TASK STATEMENT
Excluding images, repeat the data exactly as given.

DATA FOR THIS TASK

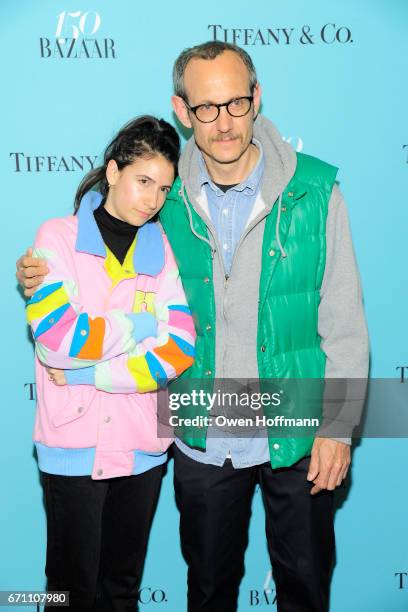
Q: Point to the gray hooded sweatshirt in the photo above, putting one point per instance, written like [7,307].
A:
[341,321]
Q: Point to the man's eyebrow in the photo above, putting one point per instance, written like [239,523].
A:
[215,103]
[151,179]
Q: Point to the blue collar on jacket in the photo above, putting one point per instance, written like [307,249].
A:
[148,257]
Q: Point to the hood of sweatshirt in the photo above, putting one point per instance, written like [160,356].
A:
[280,163]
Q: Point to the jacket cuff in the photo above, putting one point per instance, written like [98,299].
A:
[144,325]
[82,376]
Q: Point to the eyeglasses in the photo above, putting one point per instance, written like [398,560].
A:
[206,113]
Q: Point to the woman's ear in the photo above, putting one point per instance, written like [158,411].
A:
[112,172]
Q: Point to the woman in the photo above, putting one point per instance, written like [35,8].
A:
[110,325]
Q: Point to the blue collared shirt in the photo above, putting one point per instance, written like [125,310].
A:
[229,213]
[230,210]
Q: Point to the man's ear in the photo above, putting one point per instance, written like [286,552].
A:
[181,111]
[257,98]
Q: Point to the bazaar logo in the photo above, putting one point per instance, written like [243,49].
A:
[265,597]
[328,34]
[74,38]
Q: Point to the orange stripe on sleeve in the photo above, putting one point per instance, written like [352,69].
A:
[171,353]
[93,347]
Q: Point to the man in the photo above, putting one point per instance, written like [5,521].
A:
[262,240]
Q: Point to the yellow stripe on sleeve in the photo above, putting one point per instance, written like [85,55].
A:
[51,302]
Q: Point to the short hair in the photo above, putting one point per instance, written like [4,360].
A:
[209,50]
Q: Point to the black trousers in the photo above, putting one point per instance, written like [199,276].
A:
[215,508]
[97,533]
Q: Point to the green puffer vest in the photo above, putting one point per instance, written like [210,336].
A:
[289,296]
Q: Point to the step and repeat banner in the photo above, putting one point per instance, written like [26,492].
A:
[334,81]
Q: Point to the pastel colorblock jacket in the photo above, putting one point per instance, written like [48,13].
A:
[93,312]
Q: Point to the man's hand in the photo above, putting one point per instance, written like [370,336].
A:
[329,464]
[30,272]
[56,376]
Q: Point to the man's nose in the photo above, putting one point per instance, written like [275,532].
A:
[152,201]
[224,120]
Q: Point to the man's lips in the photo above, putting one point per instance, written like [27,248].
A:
[142,213]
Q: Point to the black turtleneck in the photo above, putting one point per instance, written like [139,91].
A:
[117,235]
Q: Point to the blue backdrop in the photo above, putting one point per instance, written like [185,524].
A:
[334,81]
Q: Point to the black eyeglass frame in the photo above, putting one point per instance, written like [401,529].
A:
[194,109]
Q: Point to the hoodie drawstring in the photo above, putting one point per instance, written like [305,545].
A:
[277,227]
[182,194]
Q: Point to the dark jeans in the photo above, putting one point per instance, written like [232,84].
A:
[97,533]
[215,508]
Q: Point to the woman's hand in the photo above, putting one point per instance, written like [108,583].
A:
[56,376]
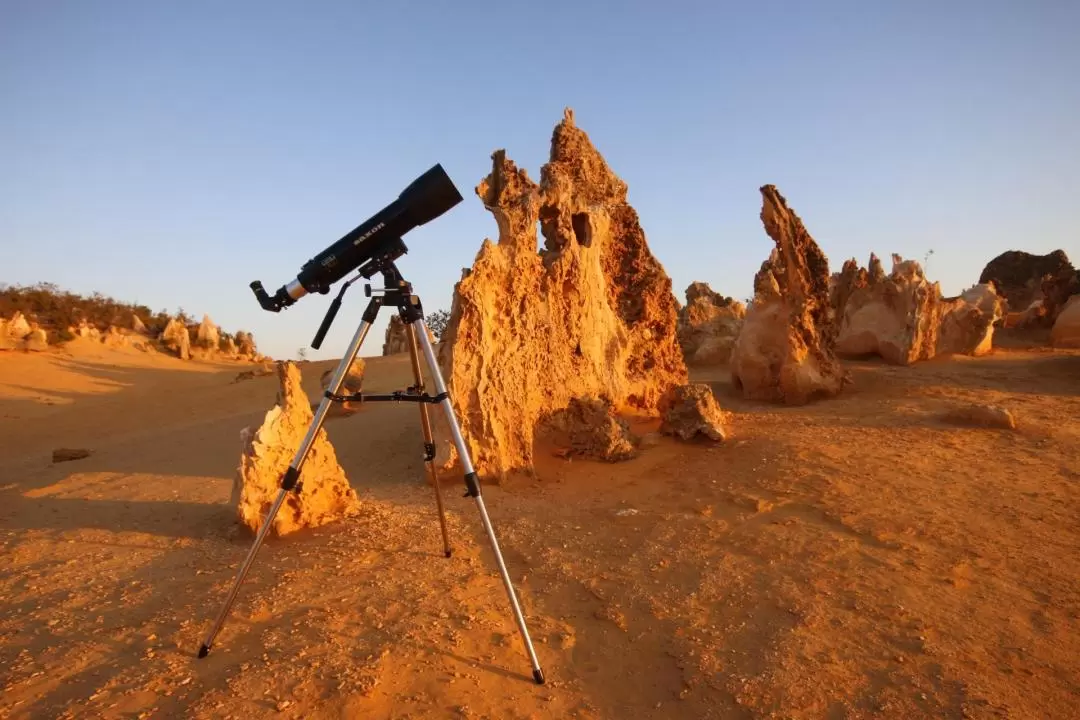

TASK ANSWER
Q: Point to the gray hooded sweatshirt in the photo above, putting one point per instance, written like [7,307].
A:
[341,321]
Q: Point to the man's eyebrow in the photo above, putting one point per instance, written like [239,523].
A:
[215,103]
[151,179]
Q: Point to the blue collar on jacket in the photo above, putting one point per instance, written like [307,249].
A:
[148,257]
Q: Point to the hood of sweatshirt in the photo above, putting one point per instance, written like [160,356].
A:
[280,163]
Q: Point to the jacket cuff in the photo above, putting one point per instance, written like [98,299].
A:
[144,325]
[82,376]
Q: Point to the eyeglasses in the photo above, putting one point per instance, written like [398,560].
A:
[206,113]
Q: Point to the woman's ear in the photo above, putting one point per instance, written like [158,411].
A:
[112,172]
Q: Point to the woman in the photo above, putting one point per instance, written like [35,8].
A:
[110,325]
Q: Point to the blue collared shirt in the photo above, putting one point per instance, written like [125,310].
A:
[229,213]
[230,210]
Q: Point to the man's ear in the photo above, putting one point per instance, written like [286,552].
A:
[181,111]
[257,98]
Q: Point to the bazaar logo in the photo above, putting one point per instance, written like [243,49].
A:
[265,597]
[328,34]
[74,38]
Q: Point to the orange stripe on sleeve in the photo above, putting one point per instance, written like [352,69].
A:
[171,353]
[93,347]
Q: Point to the man in the photo above, putting one point per instance, written like [5,521].
A:
[262,240]
Q: Point to the yellow stripe on sleeve in the photo above, putting one point per instance, written like [85,55].
A:
[51,302]
Q: Point to the short hair in the photo above, putting one point per instance, written like [4,360].
A:
[209,50]
Q: Point to the black trousers in the photo above, putting one point per instance, written like [199,276].
A:
[215,508]
[97,533]
Q: Point to the green puffer vest in the photo above, putting one point per instance, written like [210,336].
A:
[289,296]
Q: Point to the step and repeat banner in the photo above, putting one point per instance, written like [26,492].
A:
[334,81]
Q: Point to the pastel colorblock jacket in the photo above, putting one point per instance, written like [48,13].
A:
[93,312]
Q: Point to the man's hand in the photo above, putting one point per instance, written like [370,336].
A:
[329,464]
[30,272]
[56,376]
Q: Point to the man's nose in the photo above, putting one point per instance, written like [275,532].
A:
[152,201]
[224,120]
Q: Point to the man's lips in the photo above, putting one point per instance, written like [27,248].
A:
[142,213]
Q: Point to the black turtleneck in the photo above, putting one point per instance, written like [139,91].
A:
[117,235]
Q: Point to the blue backdrop in the photo above, putting one point per instance, written like [185,524].
A:
[334,81]
Q: Point to the black eyeglass frame in the photo above, putting one point per instance, written like [401,529].
A:
[194,109]
Q: Point to the hoodie drawstring in the photo above, putting one point per instance, written like [305,545].
A:
[277,227]
[182,194]
Q: Point to the dark jeans in the photo above, putting one point per instance, written like [232,84].
A:
[97,533]
[215,508]
Q: Point to the woman's hand in the photo above, putting one point per instance, written like [108,583].
A:
[56,376]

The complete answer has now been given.